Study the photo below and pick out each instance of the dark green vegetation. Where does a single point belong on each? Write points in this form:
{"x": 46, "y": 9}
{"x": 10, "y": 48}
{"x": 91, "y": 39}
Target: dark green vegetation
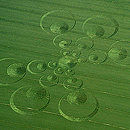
{"x": 23, "y": 39}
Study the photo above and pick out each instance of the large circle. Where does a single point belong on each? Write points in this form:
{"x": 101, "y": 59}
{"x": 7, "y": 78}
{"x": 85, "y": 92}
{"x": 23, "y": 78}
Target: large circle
{"x": 100, "y": 26}
{"x": 58, "y": 21}
{"x": 78, "y": 106}
{"x": 36, "y": 66}
{"x": 29, "y": 100}
{"x": 11, "y": 71}
{"x": 119, "y": 52}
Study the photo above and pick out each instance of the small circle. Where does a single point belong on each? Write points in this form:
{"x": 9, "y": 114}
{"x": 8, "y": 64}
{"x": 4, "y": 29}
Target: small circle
{"x": 36, "y": 66}
{"x": 84, "y": 43}
{"x": 69, "y": 72}
{"x": 29, "y": 100}
{"x": 97, "y": 56}
{"x": 52, "y": 64}
{"x": 77, "y": 98}
{"x": 59, "y": 27}
{"x": 11, "y": 71}
{"x": 76, "y": 53}
{"x": 58, "y": 21}
{"x": 65, "y": 51}
{"x": 62, "y": 41}
{"x": 100, "y": 26}
{"x": 58, "y": 70}
{"x": 78, "y": 106}
{"x": 16, "y": 70}
{"x": 67, "y": 62}
{"x": 72, "y": 83}
{"x": 119, "y": 52}
{"x": 82, "y": 59}
{"x": 49, "y": 80}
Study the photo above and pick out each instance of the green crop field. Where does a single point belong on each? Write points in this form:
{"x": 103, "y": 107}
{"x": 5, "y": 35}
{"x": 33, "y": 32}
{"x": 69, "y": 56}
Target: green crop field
{"x": 95, "y": 78}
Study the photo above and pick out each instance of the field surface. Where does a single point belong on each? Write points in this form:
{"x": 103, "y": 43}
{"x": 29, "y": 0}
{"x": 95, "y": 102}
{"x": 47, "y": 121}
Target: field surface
{"x": 22, "y": 38}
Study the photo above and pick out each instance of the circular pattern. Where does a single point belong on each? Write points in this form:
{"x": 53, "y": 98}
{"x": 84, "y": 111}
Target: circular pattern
{"x": 65, "y": 51}
{"x": 57, "y": 21}
{"x": 78, "y": 106}
{"x": 82, "y": 59}
{"x": 52, "y": 64}
{"x": 119, "y": 52}
{"x": 36, "y": 66}
{"x": 69, "y": 72}
{"x": 72, "y": 83}
{"x": 97, "y": 56}
{"x": 58, "y": 70}
{"x": 11, "y": 71}
{"x": 29, "y": 100}
{"x": 84, "y": 43}
{"x": 62, "y": 41}
{"x": 75, "y": 53}
{"x": 67, "y": 62}
{"x": 49, "y": 80}
{"x": 100, "y": 26}
{"x": 76, "y": 98}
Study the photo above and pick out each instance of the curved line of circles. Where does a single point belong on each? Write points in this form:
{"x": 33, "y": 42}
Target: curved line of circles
{"x": 112, "y": 19}
{"x": 20, "y": 111}
{"x": 54, "y": 11}
{"x": 78, "y": 119}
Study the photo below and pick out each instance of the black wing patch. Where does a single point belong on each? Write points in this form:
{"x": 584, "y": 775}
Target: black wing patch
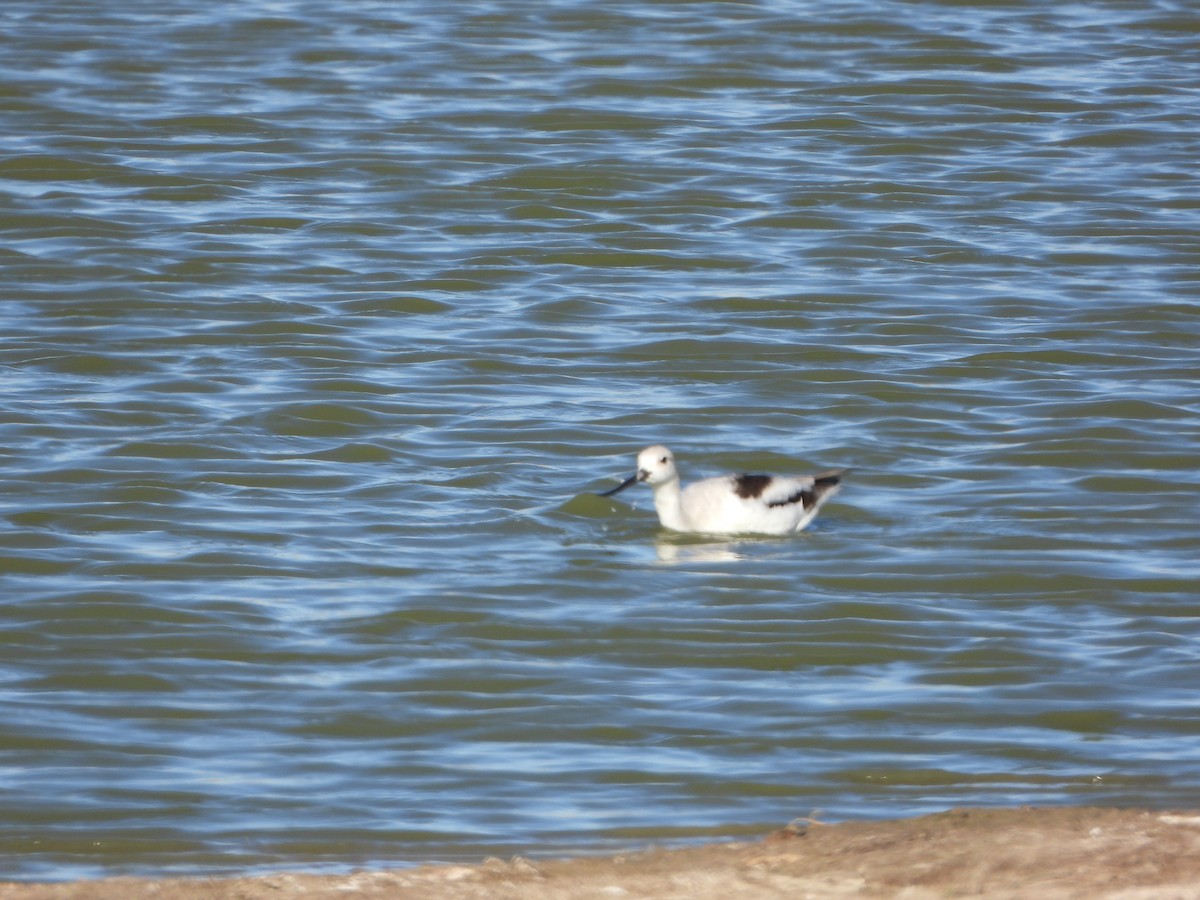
{"x": 822, "y": 484}
{"x": 748, "y": 487}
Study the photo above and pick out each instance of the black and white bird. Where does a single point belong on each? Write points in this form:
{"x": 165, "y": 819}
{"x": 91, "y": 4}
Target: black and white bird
{"x": 731, "y": 504}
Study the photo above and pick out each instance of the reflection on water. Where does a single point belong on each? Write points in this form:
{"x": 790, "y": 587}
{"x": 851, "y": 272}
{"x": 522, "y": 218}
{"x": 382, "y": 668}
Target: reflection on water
{"x": 318, "y": 323}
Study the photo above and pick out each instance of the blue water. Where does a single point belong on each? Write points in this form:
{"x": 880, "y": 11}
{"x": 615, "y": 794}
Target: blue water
{"x": 324, "y": 324}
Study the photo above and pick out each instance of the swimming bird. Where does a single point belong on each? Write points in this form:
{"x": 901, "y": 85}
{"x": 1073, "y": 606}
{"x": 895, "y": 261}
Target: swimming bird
{"x": 730, "y": 504}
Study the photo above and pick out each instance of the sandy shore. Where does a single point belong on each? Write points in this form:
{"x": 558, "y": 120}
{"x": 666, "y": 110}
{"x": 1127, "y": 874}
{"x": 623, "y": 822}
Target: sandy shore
{"x": 1074, "y": 852}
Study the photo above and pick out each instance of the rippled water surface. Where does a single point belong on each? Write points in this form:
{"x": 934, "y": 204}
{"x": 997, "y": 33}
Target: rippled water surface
{"x": 323, "y": 323}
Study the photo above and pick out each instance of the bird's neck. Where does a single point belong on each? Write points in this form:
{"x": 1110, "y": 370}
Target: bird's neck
{"x": 669, "y": 504}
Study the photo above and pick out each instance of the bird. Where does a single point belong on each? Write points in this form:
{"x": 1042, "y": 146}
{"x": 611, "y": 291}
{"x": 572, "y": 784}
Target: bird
{"x": 730, "y": 504}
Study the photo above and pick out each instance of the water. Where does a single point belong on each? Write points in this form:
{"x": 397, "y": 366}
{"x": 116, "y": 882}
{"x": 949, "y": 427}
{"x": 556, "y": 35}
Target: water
{"x": 322, "y": 323}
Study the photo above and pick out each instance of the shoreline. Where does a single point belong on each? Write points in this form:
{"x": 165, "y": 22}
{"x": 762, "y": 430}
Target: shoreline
{"x": 1025, "y": 852}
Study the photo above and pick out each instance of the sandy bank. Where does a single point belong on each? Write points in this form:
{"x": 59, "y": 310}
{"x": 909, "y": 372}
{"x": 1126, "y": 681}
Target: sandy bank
{"x": 1074, "y": 852}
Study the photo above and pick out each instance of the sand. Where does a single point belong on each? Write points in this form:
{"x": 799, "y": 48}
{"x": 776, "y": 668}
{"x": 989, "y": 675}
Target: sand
{"x": 1044, "y": 853}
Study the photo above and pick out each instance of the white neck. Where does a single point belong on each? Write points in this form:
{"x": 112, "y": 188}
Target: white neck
{"x": 669, "y": 505}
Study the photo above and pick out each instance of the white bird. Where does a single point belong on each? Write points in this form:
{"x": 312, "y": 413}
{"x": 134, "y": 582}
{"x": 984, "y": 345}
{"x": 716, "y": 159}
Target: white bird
{"x": 731, "y": 504}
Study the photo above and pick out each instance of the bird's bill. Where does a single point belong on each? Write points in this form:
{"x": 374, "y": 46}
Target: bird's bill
{"x": 628, "y": 483}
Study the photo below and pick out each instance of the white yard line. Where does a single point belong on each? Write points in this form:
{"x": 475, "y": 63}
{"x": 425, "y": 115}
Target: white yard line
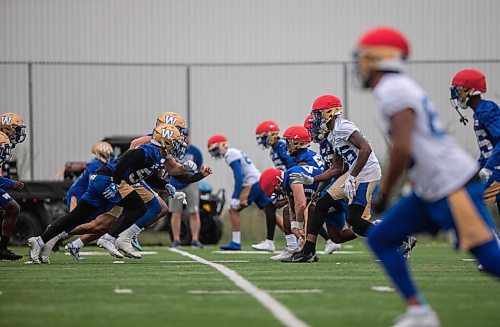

§

Report how many lines of the records contain the string "rippled", matching case exactly. Give only the number.

Result of the task - 2